=== Exercise directions ===
Please repeat, exactly as written, every line from the one containing "Look at the photo above. For every instance of the low" through the last line of the records, both included, and leave out any pictures.
Top of Available data
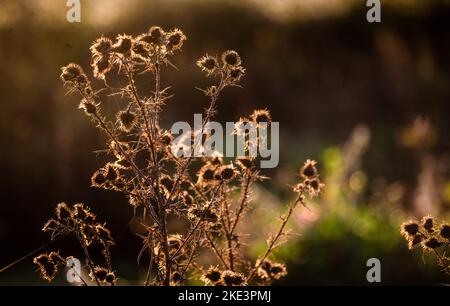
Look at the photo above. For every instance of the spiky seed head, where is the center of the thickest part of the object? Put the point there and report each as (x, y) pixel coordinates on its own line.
(63, 211)
(98, 179)
(175, 39)
(409, 228)
(231, 58)
(124, 44)
(260, 116)
(111, 172)
(445, 231)
(431, 243)
(127, 120)
(427, 223)
(89, 107)
(309, 169)
(415, 240)
(111, 278)
(227, 172)
(208, 64)
(101, 46)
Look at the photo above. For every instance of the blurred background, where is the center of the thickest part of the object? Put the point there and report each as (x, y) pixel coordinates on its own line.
(369, 102)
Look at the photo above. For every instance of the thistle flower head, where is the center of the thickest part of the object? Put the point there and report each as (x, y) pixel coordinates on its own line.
(431, 243)
(208, 64)
(102, 65)
(124, 44)
(212, 275)
(127, 120)
(72, 73)
(227, 173)
(111, 173)
(236, 73)
(89, 107)
(63, 211)
(101, 46)
(175, 39)
(99, 273)
(231, 58)
(409, 228)
(157, 36)
(261, 115)
(98, 179)
(309, 169)
(445, 231)
(230, 278)
(427, 223)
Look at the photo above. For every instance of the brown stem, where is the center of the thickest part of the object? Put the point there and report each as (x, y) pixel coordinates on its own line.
(200, 220)
(275, 239)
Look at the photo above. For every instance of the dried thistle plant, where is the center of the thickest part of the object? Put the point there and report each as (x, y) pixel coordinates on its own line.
(431, 236)
(142, 167)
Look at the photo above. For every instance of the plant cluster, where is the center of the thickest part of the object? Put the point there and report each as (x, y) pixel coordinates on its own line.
(431, 236)
(212, 196)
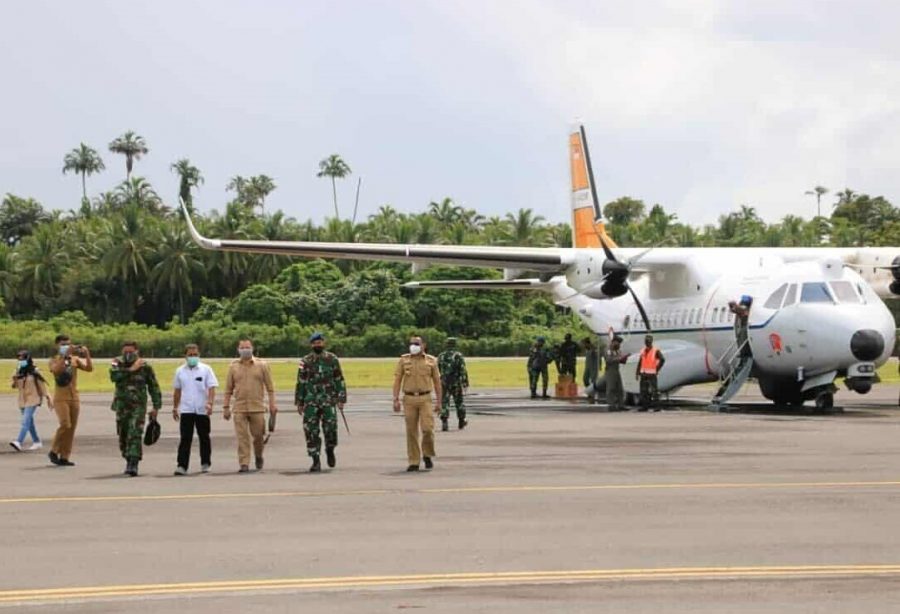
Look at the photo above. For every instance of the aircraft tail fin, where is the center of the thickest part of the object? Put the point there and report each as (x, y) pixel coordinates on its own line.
(587, 218)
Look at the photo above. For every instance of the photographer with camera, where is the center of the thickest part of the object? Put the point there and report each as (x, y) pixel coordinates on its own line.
(33, 389)
(64, 366)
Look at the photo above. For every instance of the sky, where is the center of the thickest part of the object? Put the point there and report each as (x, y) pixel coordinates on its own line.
(700, 106)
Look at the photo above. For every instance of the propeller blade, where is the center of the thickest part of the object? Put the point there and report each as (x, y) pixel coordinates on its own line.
(640, 307)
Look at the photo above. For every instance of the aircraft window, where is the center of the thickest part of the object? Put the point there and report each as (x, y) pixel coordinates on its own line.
(774, 301)
(791, 297)
(815, 292)
(844, 292)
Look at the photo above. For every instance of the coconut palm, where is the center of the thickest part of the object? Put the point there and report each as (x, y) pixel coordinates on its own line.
(85, 161)
(334, 167)
(179, 267)
(189, 177)
(130, 145)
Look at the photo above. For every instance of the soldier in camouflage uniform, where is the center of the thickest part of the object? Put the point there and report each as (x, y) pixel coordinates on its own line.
(320, 386)
(539, 358)
(134, 380)
(454, 379)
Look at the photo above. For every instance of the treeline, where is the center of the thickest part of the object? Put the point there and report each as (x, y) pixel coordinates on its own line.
(123, 261)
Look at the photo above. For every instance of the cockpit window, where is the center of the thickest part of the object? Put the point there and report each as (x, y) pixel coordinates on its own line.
(815, 292)
(791, 297)
(844, 292)
(774, 301)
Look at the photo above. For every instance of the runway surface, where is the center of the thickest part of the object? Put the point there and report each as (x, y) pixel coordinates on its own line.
(537, 506)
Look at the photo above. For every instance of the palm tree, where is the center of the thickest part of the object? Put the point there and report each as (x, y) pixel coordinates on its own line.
(190, 177)
(130, 145)
(179, 265)
(138, 192)
(333, 166)
(818, 192)
(525, 228)
(84, 160)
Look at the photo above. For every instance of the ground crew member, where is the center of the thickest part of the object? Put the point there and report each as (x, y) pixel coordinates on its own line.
(538, 360)
(591, 368)
(64, 366)
(195, 393)
(615, 391)
(454, 381)
(567, 356)
(417, 375)
(250, 382)
(320, 387)
(649, 365)
(134, 380)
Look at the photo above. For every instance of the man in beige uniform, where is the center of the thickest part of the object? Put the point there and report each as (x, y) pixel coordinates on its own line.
(64, 366)
(418, 377)
(250, 382)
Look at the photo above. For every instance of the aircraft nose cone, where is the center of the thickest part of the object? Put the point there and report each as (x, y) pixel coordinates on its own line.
(867, 344)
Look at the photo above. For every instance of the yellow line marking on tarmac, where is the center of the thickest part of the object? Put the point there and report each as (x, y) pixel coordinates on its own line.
(456, 490)
(443, 579)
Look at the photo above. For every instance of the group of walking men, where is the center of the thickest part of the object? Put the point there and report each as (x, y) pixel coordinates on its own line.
(564, 356)
(320, 394)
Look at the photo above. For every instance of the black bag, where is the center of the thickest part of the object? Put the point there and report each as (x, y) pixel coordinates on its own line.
(151, 435)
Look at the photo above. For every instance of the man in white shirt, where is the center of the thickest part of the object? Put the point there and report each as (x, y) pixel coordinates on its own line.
(195, 392)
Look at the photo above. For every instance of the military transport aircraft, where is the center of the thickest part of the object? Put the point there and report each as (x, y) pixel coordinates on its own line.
(817, 313)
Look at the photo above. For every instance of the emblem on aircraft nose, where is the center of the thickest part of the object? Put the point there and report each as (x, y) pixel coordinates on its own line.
(867, 344)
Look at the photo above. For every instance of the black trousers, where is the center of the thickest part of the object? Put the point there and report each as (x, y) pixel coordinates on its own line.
(188, 423)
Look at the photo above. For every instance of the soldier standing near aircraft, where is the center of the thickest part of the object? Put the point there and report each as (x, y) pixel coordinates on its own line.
(538, 360)
(649, 365)
(591, 368)
(320, 388)
(134, 380)
(568, 352)
(454, 380)
(615, 392)
(417, 375)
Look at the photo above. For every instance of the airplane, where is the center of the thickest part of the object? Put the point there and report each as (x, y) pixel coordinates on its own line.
(817, 313)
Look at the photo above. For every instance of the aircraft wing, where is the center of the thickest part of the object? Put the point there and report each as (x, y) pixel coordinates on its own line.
(550, 259)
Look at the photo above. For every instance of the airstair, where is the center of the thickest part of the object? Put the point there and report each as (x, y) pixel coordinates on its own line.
(735, 365)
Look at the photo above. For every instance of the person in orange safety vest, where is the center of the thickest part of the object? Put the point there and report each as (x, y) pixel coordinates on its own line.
(650, 363)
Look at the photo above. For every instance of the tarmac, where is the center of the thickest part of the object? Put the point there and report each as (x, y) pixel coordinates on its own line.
(537, 506)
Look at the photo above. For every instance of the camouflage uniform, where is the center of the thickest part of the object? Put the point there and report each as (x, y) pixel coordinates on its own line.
(130, 404)
(454, 378)
(539, 358)
(320, 387)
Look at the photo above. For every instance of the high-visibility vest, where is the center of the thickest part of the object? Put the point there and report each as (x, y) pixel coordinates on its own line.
(648, 361)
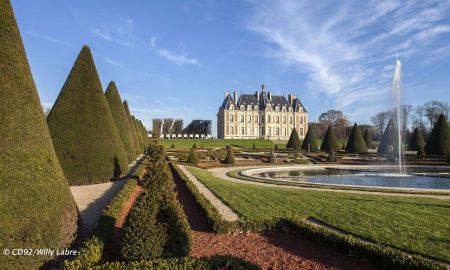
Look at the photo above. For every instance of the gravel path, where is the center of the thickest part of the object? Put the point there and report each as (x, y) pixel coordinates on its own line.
(226, 212)
(269, 250)
(92, 199)
(222, 174)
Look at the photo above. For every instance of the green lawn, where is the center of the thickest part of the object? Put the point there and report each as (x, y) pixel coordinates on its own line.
(418, 225)
(222, 143)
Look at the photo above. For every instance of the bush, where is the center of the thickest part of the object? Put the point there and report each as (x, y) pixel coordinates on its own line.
(310, 141)
(416, 141)
(120, 120)
(294, 140)
(229, 159)
(329, 141)
(193, 159)
(439, 141)
(272, 157)
(356, 143)
(89, 149)
(37, 209)
(132, 128)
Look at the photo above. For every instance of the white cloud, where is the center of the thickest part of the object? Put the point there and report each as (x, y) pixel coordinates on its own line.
(345, 48)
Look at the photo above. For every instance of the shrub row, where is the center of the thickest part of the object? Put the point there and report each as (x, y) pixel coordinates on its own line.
(156, 226)
(383, 257)
(92, 249)
(185, 263)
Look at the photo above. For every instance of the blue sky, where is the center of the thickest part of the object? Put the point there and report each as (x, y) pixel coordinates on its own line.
(177, 58)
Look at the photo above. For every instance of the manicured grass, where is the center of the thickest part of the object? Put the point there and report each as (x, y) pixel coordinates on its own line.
(419, 225)
(222, 143)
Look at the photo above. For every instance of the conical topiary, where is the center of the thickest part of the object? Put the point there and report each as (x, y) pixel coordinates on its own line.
(138, 133)
(193, 159)
(294, 140)
(416, 141)
(310, 140)
(229, 159)
(85, 137)
(368, 138)
(439, 141)
(329, 141)
(120, 119)
(37, 209)
(133, 129)
(356, 143)
(387, 139)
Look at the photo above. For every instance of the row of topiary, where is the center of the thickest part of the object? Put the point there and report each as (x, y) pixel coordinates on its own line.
(383, 257)
(156, 225)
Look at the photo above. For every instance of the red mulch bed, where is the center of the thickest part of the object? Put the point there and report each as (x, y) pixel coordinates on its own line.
(269, 250)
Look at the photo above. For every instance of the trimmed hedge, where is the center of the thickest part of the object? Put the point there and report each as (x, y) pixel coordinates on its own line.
(37, 209)
(185, 263)
(156, 226)
(120, 120)
(383, 257)
(84, 135)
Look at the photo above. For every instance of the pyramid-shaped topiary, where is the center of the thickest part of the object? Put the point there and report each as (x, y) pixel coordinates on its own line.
(120, 119)
(310, 139)
(329, 141)
(85, 137)
(368, 138)
(36, 207)
(356, 143)
(294, 140)
(439, 141)
(138, 133)
(388, 138)
(133, 129)
(416, 141)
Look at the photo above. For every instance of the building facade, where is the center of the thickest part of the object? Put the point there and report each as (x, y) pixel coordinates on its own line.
(261, 115)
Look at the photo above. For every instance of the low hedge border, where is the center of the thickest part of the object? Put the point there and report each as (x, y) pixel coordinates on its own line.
(381, 256)
(236, 174)
(184, 263)
(91, 250)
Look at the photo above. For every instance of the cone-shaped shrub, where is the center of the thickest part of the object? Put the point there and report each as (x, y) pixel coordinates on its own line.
(387, 139)
(272, 156)
(229, 159)
(416, 141)
(85, 137)
(193, 159)
(294, 140)
(368, 138)
(133, 129)
(356, 143)
(439, 141)
(310, 139)
(329, 141)
(138, 134)
(120, 119)
(36, 207)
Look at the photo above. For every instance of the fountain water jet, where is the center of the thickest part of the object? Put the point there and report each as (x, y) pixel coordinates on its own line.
(397, 92)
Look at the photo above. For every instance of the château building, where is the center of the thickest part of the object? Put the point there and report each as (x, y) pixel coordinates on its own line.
(261, 115)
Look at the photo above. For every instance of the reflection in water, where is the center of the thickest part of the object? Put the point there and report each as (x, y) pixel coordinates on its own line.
(373, 177)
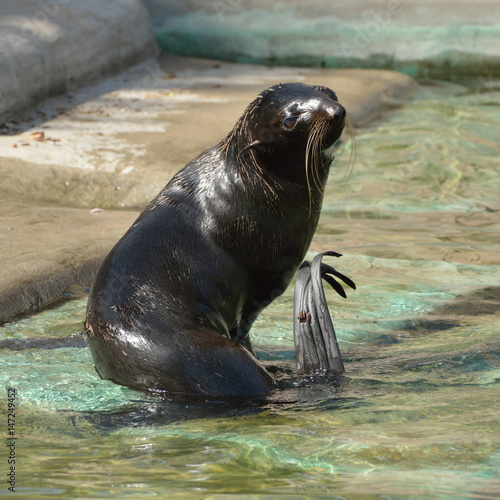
Bottom of Available data
=== Task result ===
Look at the photo above. For every instance of the low hedge border, where is the center of the thickest part of the object? Put the point there and report each as (x, y) pixel coordinates on its own line.
(381, 256)
(236, 174)
(184, 263)
(91, 250)
Look at the photo above. For every instance of the cone-shaped shrub, where is the center of the thickest part of the object? Put the point there and report each as (x, y) pixel coordinates on its own line.
(387, 139)
(272, 156)
(229, 159)
(416, 141)
(85, 137)
(193, 159)
(294, 140)
(368, 138)
(133, 129)
(356, 143)
(439, 141)
(310, 139)
(329, 141)
(138, 134)
(120, 119)
(36, 207)
Look at the photo above. For every instance of the fountain water jet, where is the center of the thickest part of the object? Put the point there and report each as (x, y) pixel coordinates on its own line.
(397, 92)
Look at the photo above. For every instance of the château building, where is the center of the thickest part of the object? Put the point there and report each as (x, y) pixel coordinates on its own line.
(261, 115)
Look at the photo above. For every instance of the reflection in water, where is the center of the thickest part of the object? Put the point there and report each as (x, y) pixel coordinates on its own line.
(373, 177)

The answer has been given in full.